◆ FRAGMENTO DE TEXTO ◆
────

Patronazgos: patrono de la prensa católica, los escritores y
periodistas, y los sordos.
refieren a
este santo: Beato Juan
Juvenal Ancina, Santa Juana
Francisca Frémiot de Chantal, Santa Luisa de
Marillac, Beata María de
la Encarnación Avrillot
Oración: Señor, Dios nuestro, tú has querido que el santo
obispo Francisco de Sales se entregara a todos generosamente para la salvación
de los hombres; concédenos, a ejemplo suyo, manifestar la dulzura de tu amor en
el servicio a nuestros hermanos. Por nuestro Señor Jesucristo, tu Hijo, que
vive y reina contigo en la unidad del Espíritu Santo y es Dios por los siglos
de los siglos. Amén (oración litúrgica).
San Francisco nació en
el castillo de Sales, en Saboya, el 21 de agosto de 1567. Al día siguiente, fue
bautizado en la iglesia parroquial de Thorens, con el nombre de Francisco
Buenaventura. San Francisco de Asís había de ser su patrono durante toda la vida.
El cuarto en que nació san Francisco de Sales se llamaba «el cuarto de San
Francisco», porque había en él una imagen del «Poverello» predicando a los
pájaros y a los peces. Francisco de Sales fue muy frágil y delicado en sus
primeros años, debido a su nacimiento prematuro; pero, gracias al cuidado que
tuvo de su salud, se fue fortaleciendo con los años, de suerte que, si bien
nunca fue robusto, pudo desplegar una enérgica actividad durante su vida. La
madre del santo se encargó de su educación, ayudada por el P. Déage, quien fue
tutor de Francisco y le acompañó en todos los viajes de sus primeros años.
Durante su infancia se distinguió por su obediencia y sentido de
responsabilidad, y parece haber sido muy amante de la lectura. A los ocho años
entró al colegio de Annecy donde hizo su primera comunión. En la iglesia de
Santo Domingo (actualmente San Mauricio), recibió la confirmación y, un año más
tarde, la tonsura. Un gran deseo de consagrarse a Dios consumía al joven, que
había cifrado en ello la realización de su ideal; pero su padre (que al casarse
había tomado el nombre de Boisy) tenía destinado a su primogénito a una carrera
secular, sin preocuparse de sus inclinaciones. A los catorce años, Francisco
fue a estudiar a la Universidad de París que, con sus cincuenta y cuatro
colegios, era uno de los grandes centros de enseñanza de la época. Su padre le
había enviado al Colegio de Navarra, a donde iban los hijos de las familias
nobles de Saboya; pero Francisco, que temía por su vocación, consiguió que consintiera
en dejarle ir al Colegio de Clermont, dirigido por los jesuitas y conocido por
la piedad y el amor a la ciencia que reinaban en él. Acompañado por el P.
Déage, Francisco se instaló en el Hotel de la Rosa Blanca de la calle de St.
Jacques, a unos pasos del Colegio de Clermont.

────

◆ TAREAS POR RESOLVER ◆
1. Por favor, transcribe el pasaje del texto sobre san Francisco de Sales que empieza en "El cuarto en" y acaba en "sus primeros años.".
2. Según el texto sobre san Francisco de Sales, ¿quiénes dirigían el Colegio de Clermont?
3. Prosigue el texto sobre san Francisco de Sales desde el punto en que se detiene.

◆ FILAS ◆
────

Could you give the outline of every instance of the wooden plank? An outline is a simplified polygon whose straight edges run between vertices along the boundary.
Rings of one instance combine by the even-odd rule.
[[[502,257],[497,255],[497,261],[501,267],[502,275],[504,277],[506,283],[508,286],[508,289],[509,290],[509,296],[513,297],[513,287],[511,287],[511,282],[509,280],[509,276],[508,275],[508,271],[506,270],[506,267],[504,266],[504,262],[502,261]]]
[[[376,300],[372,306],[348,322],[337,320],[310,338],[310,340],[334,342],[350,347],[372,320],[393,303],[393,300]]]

────

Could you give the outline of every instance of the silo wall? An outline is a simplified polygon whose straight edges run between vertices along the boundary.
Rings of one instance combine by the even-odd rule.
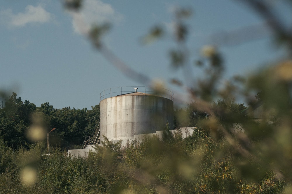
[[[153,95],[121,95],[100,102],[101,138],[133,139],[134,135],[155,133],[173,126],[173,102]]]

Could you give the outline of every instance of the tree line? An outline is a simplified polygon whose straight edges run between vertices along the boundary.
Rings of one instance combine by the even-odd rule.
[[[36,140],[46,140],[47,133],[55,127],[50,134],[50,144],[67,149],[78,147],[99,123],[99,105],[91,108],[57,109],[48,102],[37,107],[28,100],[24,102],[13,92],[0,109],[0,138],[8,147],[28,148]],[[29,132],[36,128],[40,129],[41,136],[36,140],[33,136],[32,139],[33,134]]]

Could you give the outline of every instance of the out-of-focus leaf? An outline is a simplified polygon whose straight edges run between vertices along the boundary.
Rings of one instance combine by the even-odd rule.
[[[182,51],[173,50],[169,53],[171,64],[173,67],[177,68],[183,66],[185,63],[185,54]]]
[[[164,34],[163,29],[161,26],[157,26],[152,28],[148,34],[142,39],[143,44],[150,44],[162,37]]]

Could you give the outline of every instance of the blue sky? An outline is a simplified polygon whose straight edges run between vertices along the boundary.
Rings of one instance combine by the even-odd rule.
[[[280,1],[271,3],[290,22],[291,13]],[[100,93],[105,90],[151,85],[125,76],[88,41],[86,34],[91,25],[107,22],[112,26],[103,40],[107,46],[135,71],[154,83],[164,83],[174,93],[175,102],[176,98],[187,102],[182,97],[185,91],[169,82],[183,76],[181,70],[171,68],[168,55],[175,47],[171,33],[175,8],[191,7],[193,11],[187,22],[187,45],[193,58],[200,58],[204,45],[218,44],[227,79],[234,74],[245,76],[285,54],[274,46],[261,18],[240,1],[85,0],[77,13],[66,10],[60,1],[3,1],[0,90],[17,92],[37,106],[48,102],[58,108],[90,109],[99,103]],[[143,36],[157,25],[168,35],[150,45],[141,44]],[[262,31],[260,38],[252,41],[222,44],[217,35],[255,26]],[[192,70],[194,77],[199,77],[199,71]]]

────

◆ RESULTADOS DEL EJERCICIO ◆
1.
El cuarto en que nació san Francisco de Sales se llamaba «el cuarto de San
Francisco», porque había en él una imagen del «Poverello» predicando a los
pájaros y a los peces. Francisco de Sales fue muy frágil y delicado en sus
primeros años, debido a su nacimiento prematuro; pero, gracias al cuidado que
tuvo de su salud, se fue fortaleciendo con los años, de suerte que, si bien
nunca fue robusto, pudo desplegar una enérgica actividad durante su vida. La
madre del santo se encargó de su educación, ayudada por el P. Déage, quien fue
tutor de Francisco y le acompañó en todos los viajes de sus primeros años.

2. Los jesuitas.

3.
Pronto se distinguió en
retórica y en filosofía; después se entregó apasionadamente al estudio de la
teología. Para dar gusto a su padre, tomó también lecciones de equitación,
danza y esgrima, pero sin poner en ello gran empeño. Cada día estaba más decidido
a consagrarse a Dios y acabó por hacer voto de castidad perpetua, poniéndose
bajo la protección de la Santísima Virgen. Pero no por ello le faltaron las
pruebas. Hacia los dieciocho años le asaltó una angustiosa tentación de
desesperación. El amor de Dios había sido siempre lo más importante para él, y
tenía la impresión de haber perdido la gracia divina y estaba destinado a odiar
eternamente a Dios junto con los condenados. Esa obsesión le perseguía día y
noche, y su salud empezó a resentirse. Finalmente, un acto heroico de amor de
Dios le salvó de la tentación: «¡Señor -gritó el santo-, haz que jamás blasfeme
yo de Tu nombre, aun en el caso de que no esté predestinado a verte en el
cielo! ¡Y si no he de amarte en el otro mundo, porque en el infierno los condenados
no te alaban, concédeme que, por lo menos, en esta vida te ame con todas mis
fuerzas!» Inmediatamente después, cuando se hallaba todavía arrodillado
ante su imagen favorita
de Nuestra Señora, en la iglesia de St. Etienne des Grés,
recitando humildemente el «Acordáos», el temor y la desesperación se esfumaron
y una gran paz invadió su alma. Esta prueba le enseñó a comprender y tratar con
bondad a quienes sufrían las tentaciones y dificultades espirituales.
A los veinticuatro años,
Francisco obtuvo el doctorado en leyes en Padua, y fue a reunirse con su
familia en el castillo de Thuille, a orillas del lago de Annecy. Allí llevó
durante dieciocho meses, por lo menos en apariencia, la vida ordinaria de un
joven de la nobleza. El padre de Francisco tenía gran deseo de que su hijo se
casara cuanto antes y había escogido para él a una encantadora muchacha,
heredera de una de las familias del lugar. Sin embargo, el trato cortés, pero
distante, de Francisco hicieron pronto comprender a la joven que éste no estaba
dispuesto a secundar los deseos de su padre. El santo declinó, por la misma
razón, la dignidad de miembro del senado que le había sido propuesta, a pesar
de su juventud. Hasta entonces Francisco sólo había confiado a su madre, a su
primo Luis de Sales y a algunos amigos íntimos, su deseo de consagrarse al
servicio de Dios. Pero había llegado el momento de hablar de ello con su padre.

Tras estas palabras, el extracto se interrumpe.